Rewrite the listing below, replacing "thickest part" with "widest part" and keeping everything else the same. Leave the pictures out.

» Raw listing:
- - - - -

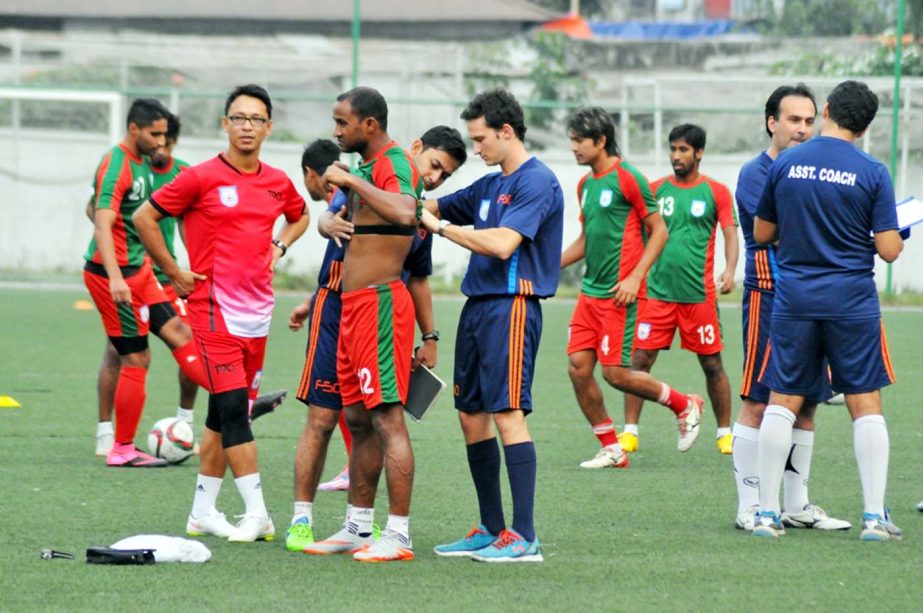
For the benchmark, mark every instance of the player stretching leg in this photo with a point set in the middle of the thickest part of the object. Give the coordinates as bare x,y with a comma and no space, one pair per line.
788,120
122,284
681,284
615,203
437,154
822,202
376,340
515,246
229,206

- - - - -

» TASK OUTPUT:
For the benchmark, mark every instance of the player stretching leg in this photo with a point set in the middle of the widest part of the object. Give the coordinates as bare x,y with a comma and no space, one pair per line.
788,120
122,284
681,284
615,203
437,154
822,202
376,340
515,246
229,206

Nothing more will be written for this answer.